───── RECORDS SHOWN

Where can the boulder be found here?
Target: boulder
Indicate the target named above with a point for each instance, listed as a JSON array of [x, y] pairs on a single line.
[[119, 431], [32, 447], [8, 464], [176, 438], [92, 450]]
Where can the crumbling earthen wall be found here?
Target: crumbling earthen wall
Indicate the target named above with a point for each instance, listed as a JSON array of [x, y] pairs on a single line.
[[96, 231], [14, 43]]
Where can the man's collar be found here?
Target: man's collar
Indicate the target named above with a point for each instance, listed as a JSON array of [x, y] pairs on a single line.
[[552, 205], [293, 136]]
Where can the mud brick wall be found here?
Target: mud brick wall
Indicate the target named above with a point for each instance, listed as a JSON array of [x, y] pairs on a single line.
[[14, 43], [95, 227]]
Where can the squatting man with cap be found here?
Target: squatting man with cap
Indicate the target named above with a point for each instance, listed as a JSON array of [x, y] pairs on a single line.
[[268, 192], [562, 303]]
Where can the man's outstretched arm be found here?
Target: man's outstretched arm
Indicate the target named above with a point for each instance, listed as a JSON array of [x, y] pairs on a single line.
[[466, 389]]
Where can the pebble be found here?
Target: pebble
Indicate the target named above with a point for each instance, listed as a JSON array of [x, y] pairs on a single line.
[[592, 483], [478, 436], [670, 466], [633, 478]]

──────────

**OBJECTIVE**
Please print all of the items above again, line for line and without any changes.

**RESPONSE TO THE TASK**
Where can the boulder be found here?
Target: boulder
Indicate the target named above with a point for each instance, listed as a JSON array of [x, y] pairs on a single line.
[[119, 431], [32, 447], [8, 464], [176, 438], [92, 450]]
Where can the crumbling earthen wall be found here?
Target: crumbling earthen wall
Indicate the target named above with a point for each instance, listed as a JSON array of [x, y] pairs on a single line.
[[96, 231], [14, 43]]
Where can the man's collar be found here?
Target: man's collar
Indicate the target named above with a point for each instance, listed as a JSON array of [x, y] pairs on a single line.
[[552, 205], [293, 136]]
Where can the mud brick wall be found here?
Target: mud brick wall
Indicate the target named above with a point for each instance, listed as a JSON array of [x, y] pairs on a single line.
[[14, 43], [95, 227]]
Where can the squatting man with cap be found here?
Target: squatting man with cap
Indicate the target named above with a point for each instance, listed as a JSON array of [x, y] pairs on a single line.
[[268, 192], [562, 303]]
Where can the man's outstretched arm be found here?
Target: man's outstretched arm
Indicate the target named above with a point for each instance, listed as a JSON array of [x, y] pairs on a single line.
[[466, 389]]
Where can the pebble be found here?
Target: pebble
Indicate the target named above with a point for each instance, listed as a JSON array of [x, y] pairs on a single line.
[[592, 483], [478, 436], [670, 466], [633, 478]]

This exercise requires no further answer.